Although the entries contain pictures, write out only their text, exactly as it stands.

───── Data for processing ─────

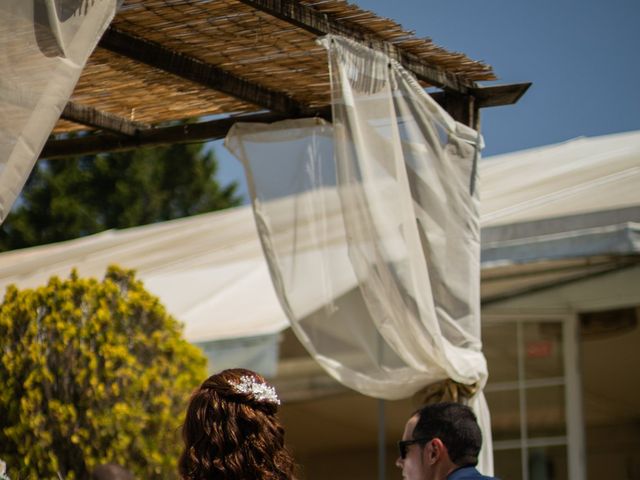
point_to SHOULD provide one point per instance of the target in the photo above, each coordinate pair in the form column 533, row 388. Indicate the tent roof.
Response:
column 549, row 215
column 559, row 213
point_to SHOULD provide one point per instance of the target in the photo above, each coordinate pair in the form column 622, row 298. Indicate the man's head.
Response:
column 438, row 439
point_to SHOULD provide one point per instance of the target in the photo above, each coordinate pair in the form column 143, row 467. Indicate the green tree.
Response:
column 70, row 198
column 92, row 372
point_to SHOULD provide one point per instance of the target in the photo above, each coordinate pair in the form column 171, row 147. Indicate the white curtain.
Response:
column 370, row 228
column 44, row 44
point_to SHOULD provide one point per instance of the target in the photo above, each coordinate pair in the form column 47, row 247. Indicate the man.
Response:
column 441, row 442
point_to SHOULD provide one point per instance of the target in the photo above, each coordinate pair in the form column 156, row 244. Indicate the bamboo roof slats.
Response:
column 166, row 60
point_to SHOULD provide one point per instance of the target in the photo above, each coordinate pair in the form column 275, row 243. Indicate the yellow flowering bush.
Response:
column 92, row 372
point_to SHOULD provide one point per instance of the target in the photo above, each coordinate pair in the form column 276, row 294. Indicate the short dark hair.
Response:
column 456, row 426
column 111, row 471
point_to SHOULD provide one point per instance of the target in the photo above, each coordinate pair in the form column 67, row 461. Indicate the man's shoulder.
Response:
column 468, row 473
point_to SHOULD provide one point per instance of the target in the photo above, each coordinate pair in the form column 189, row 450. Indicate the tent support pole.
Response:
column 382, row 444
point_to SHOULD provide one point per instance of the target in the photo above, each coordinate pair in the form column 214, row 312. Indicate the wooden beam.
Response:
column 498, row 95
column 191, row 132
column 195, row 70
column 317, row 23
column 92, row 117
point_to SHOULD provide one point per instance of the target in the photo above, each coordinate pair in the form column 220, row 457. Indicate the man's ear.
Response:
column 436, row 450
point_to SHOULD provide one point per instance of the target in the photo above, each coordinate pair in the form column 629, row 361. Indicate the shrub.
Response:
column 92, row 372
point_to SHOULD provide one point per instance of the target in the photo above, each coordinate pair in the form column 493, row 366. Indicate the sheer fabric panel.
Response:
column 44, row 44
column 371, row 231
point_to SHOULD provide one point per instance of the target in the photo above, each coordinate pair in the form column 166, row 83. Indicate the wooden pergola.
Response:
column 221, row 61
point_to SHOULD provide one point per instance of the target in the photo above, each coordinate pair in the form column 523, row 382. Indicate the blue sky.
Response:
column 583, row 57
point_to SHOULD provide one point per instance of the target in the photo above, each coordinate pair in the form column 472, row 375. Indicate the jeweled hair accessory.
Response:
column 260, row 391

─────

--- Answer to this problem ---
point_to SHOULD provide one point per instance of the target in the photo above, each coordinate pair in the form column 533, row 388. Indicate the tent roof.
Response:
column 549, row 215
column 559, row 213
point_to SHOULD provide one point per instance of the target in the photo above, each coordinate pair in the form column 622, row 298. Indicate the man's head.
Response:
column 438, row 439
point_to SHOULD provide one point per instance of the target in the photo above, each coordinate pair in the form column 143, row 467. Indicate the green tree.
Response:
column 70, row 198
column 92, row 372
point_to SHOULD provide one point per instance of the target in the photo above, each coordinate pair in the form column 171, row 147. Indicate the white curtain.
Response:
column 370, row 228
column 44, row 44
point_to SHOULD provide one point per instance of the target in the photo above, each coordinate pair in the form column 47, row 247. Indicate the man.
Response:
column 441, row 442
point_to SHOULD provide one point per instance of the target in the photo above, each coordinate pair in the form column 156, row 244. Indicate the bamboo roof slats.
Response:
column 166, row 60
point_to SHOULD provide one point per instance of the target in the photo above, each coordinate pair in the form column 275, row 243. Indicate the yellow flowering bush.
Response:
column 92, row 372
point_to SHOULD provide one point per instance of the target in the photo above, each coordinate pair in the form column 276, row 294. Indicate the short dark hair.
Response:
column 456, row 426
column 111, row 471
point_to SHOULD provide one point per instance of the target in the photo above, each coordinate pair in the form column 67, row 461. Indicate the man's shoulder.
Response:
column 468, row 473
point_to SHOULD provide one point per instance of the target in the photo above, each coordinate pair in the form column 189, row 450. Indicate the tent support pole.
Response:
column 382, row 444
point_to SHOULD provide one point per instance of the target in the photo above, each coordinate pair in the form column 214, row 312. Indicate the wooden beam.
Response:
column 498, row 95
column 191, row 132
column 195, row 70
column 317, row 23
column 92, row 117
point_to SHOULD provide one point per instance of the target in the photo above, each coordinate pair in the form column 220, row 457. Indicate the man's ear.
Response:
column 436, row 450
point_to SHOULD provide one point per instance of the target in the photo above, each coordinate pair in the form column 629, row 361. Indicate the shrub.
Response:
column 92, row 372
point_to SHOULD provide one point per instance of the target in the photo above, each coordinate pair in the form column 493, row 366. Indicate the sheer fabric panel.
Response:
column 44, row 44
column 371, row 231
point_to SHOULD provide one point per instance of the target in the photo above, each coordinate pair in the form column 166, row 83. Indicate the wooden pergola.
Response:
column 221, row 61
point_to SHOULD provide one point per instance of the target in the photo above, each coordinate pair in the form column 523, row 382. Indicate the blue sky.
Response:
column 583, row 57
point_to SHOULD provide one point per instance of the target in the photo above, each coordinate pair in the form column 472, row 375. Indicate the jeweled hair accessory.
Response:
column 260, row 391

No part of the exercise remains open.